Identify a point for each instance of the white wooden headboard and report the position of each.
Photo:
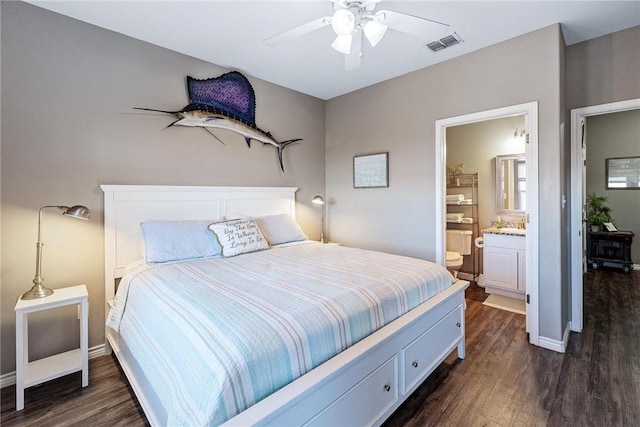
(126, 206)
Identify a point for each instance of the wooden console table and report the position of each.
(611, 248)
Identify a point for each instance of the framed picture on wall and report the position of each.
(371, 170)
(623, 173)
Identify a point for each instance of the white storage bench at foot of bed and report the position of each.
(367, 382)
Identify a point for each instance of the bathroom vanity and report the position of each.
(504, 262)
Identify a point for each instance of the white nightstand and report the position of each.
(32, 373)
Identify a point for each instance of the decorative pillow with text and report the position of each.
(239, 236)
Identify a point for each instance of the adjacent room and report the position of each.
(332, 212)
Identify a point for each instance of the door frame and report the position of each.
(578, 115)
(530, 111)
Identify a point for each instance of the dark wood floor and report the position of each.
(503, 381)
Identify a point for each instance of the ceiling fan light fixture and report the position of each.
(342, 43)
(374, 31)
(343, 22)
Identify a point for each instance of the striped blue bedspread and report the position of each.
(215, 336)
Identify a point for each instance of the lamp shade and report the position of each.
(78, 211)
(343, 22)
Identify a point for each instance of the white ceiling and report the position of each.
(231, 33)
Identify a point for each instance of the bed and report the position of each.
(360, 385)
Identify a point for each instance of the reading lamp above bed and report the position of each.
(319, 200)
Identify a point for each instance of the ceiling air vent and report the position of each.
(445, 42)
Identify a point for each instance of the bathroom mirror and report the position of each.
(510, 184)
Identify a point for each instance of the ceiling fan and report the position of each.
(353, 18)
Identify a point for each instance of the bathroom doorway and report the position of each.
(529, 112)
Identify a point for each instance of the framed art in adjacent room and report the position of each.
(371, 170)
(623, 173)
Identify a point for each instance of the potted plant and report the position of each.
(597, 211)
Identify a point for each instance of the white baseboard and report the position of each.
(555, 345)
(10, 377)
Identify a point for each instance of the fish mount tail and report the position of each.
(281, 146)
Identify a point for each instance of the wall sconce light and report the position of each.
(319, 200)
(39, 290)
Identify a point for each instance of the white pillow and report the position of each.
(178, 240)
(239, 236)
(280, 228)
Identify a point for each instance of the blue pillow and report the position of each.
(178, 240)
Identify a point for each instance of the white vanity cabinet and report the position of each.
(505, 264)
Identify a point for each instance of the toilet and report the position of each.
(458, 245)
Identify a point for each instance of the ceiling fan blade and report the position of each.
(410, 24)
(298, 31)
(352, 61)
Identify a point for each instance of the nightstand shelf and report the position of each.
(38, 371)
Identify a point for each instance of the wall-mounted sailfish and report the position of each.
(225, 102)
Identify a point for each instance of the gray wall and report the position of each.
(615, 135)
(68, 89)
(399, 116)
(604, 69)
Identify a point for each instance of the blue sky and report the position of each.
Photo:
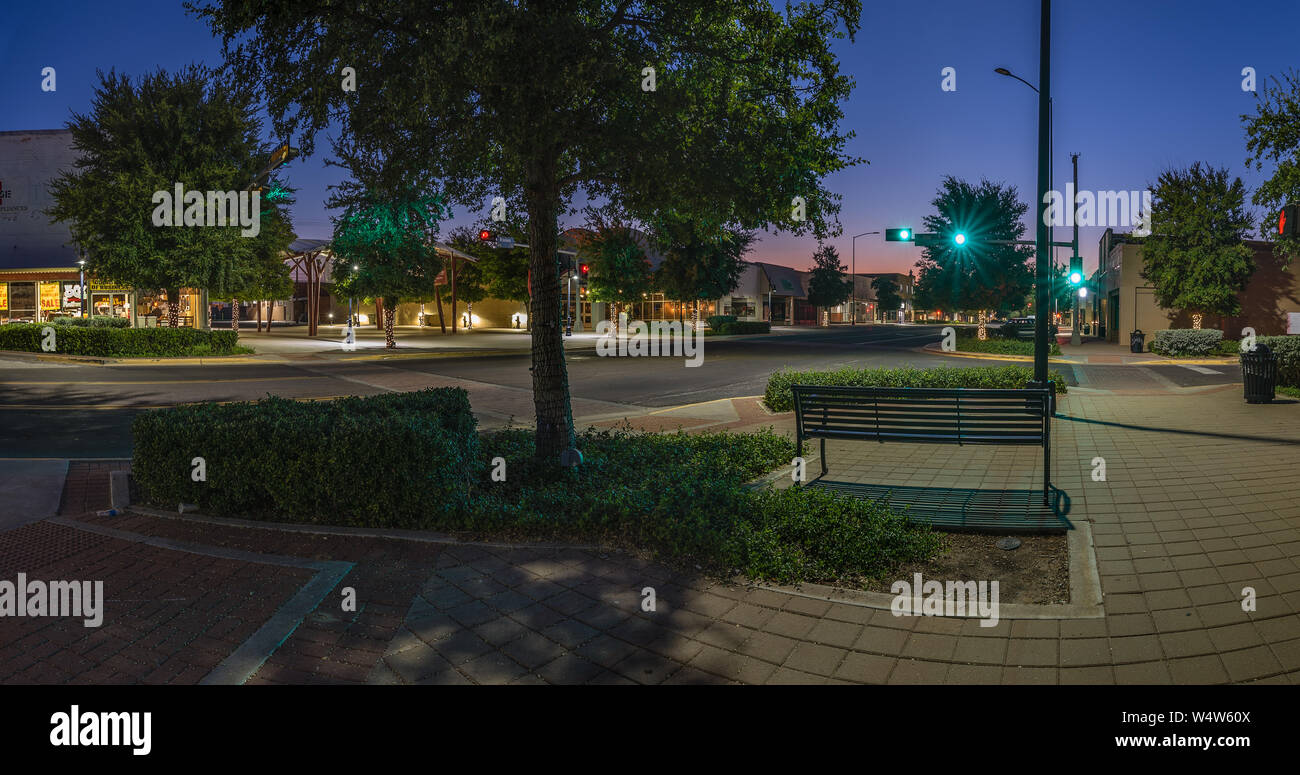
──────────────────────────────
## What you should do
Print the lines of the records word for word, beginning with the line that contains "Identify a point for each instance of the ceiling air" and continuing through the end of the records. Leave the pictures out.

## Expected answer
Identify a point for each instance of the ceiling air vent and report the position of each.
(445, 42)
Identify a point for each instance of the bathroom mirror and report the position of each.
(510, 184)
Identify a point for each instance of the ceiling fan and report the position of each.
(353, 18)
Identify a point for each instance of the bathroom doorway and report the position of each.
(529, 112)
Identify a point for each instance of the framed art in adjacent room and report the position of each.
(371, 170)
(623, 173)
Identify a point for each instance of the potted plant and report the position of each.
(597, 211)
Identify a point for each instance of the white baseboard and report the position of each.
(555, 345)
(10, 377)
Identify a point for each instance of the fish mount tail and report the position of each.
(281, 146)
Identify a point for each instance of the wall sconce light and report the position of each.
(319, 200)
(39, 290)
Identify a point for each instance of the white pillow and report the position of each.
(178, 240)
(239, 236)
(280, 228)
Identify a point for each instance of the blue pillow and report the position of each.
(178, 240)
Identify a point for each instance of the white vanity cabinet and report the position of each.
(505, 264)
Identify a point for each instance of the toilet and report the position of each.
(458, 245)
Identify a point for each instance of the ceiling fan blade and report the position of each.
(410, 24)
(298, 31)
(352, 61)
Identify a point for each instance of the nightstand shelf and report the position of each.
(38, 371)
Identify a point for each instance of the wall-mounted sailfish and report the position of each.
(225, 102)
Identify a point for each instance of the gray wall and report the position of each.
(615, 135)
(68, 89)
(399, 116)
(604, 69)
Identify a point for each instance of the blue sky and report the position of each.
Photo:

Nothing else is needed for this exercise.